Render everything from the line containing "Tag one point on every instance of the swan's head" down to the last line of the entries as a numbered list, omitting any blank lines.

------------------------------------------------------------------------

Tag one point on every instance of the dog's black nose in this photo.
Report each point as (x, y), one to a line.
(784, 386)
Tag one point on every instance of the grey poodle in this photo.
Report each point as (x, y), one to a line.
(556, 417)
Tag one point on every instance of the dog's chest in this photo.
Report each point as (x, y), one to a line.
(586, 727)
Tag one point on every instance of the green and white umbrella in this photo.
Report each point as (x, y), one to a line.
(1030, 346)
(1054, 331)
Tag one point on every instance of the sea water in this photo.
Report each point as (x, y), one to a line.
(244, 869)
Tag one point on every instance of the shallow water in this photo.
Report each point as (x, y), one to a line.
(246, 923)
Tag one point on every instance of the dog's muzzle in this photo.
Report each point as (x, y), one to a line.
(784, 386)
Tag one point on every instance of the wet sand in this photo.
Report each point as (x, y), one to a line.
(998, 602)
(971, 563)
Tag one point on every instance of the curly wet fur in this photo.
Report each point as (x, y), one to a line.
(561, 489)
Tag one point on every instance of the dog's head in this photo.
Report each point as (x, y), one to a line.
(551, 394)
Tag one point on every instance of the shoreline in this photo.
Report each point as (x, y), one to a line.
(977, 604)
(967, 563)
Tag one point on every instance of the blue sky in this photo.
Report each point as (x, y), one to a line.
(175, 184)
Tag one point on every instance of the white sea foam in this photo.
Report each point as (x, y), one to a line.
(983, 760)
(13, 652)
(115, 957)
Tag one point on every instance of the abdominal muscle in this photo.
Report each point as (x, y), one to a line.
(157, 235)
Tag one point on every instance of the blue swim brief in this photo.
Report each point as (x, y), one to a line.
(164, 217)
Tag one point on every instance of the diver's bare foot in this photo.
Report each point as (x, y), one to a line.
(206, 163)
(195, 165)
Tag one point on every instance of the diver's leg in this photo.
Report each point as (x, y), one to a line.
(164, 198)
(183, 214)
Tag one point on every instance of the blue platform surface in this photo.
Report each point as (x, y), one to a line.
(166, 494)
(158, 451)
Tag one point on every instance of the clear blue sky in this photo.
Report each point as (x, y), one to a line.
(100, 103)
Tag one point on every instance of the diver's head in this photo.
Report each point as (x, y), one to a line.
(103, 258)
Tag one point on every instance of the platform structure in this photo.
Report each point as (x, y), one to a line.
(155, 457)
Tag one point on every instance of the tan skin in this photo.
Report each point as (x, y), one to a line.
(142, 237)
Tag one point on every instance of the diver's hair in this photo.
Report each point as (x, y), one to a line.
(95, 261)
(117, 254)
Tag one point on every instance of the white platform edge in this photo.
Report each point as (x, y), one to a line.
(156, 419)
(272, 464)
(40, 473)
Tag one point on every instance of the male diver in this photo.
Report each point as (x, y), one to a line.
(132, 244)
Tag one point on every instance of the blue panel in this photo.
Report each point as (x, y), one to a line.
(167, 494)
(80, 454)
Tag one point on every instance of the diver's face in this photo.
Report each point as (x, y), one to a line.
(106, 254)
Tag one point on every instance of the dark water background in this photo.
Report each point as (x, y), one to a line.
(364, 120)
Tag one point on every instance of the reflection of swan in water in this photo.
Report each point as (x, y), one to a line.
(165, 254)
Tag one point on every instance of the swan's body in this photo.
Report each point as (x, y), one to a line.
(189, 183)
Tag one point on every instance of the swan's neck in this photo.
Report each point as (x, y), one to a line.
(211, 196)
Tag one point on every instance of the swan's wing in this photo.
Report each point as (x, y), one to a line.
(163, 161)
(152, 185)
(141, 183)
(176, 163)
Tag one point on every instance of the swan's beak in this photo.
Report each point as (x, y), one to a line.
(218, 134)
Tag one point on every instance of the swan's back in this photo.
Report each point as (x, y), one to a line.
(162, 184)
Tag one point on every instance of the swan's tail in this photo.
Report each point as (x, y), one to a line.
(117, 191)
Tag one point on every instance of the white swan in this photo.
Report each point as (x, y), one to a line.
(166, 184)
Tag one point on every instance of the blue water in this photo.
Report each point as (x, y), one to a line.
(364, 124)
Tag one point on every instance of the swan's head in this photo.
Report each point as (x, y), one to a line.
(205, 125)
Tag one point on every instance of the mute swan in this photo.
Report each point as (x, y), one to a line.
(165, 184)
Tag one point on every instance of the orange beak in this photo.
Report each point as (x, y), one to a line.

------------------------------------------------------------------------

* [RESPONSE TO THE EXERCISE]
1. Tag one point on every instance of the swan's head in this photo.
2. Report each point as (x, y), one to a line.
3. (205, 125)
4. Tag one point on every instance of the mute swan in this photo.
5. Report each point as (x, y), one to a line.
6. (165, 184)
7. Tag one point on every instance of the orange beak in this photo.
8. Report each point as (x, y), one to a line.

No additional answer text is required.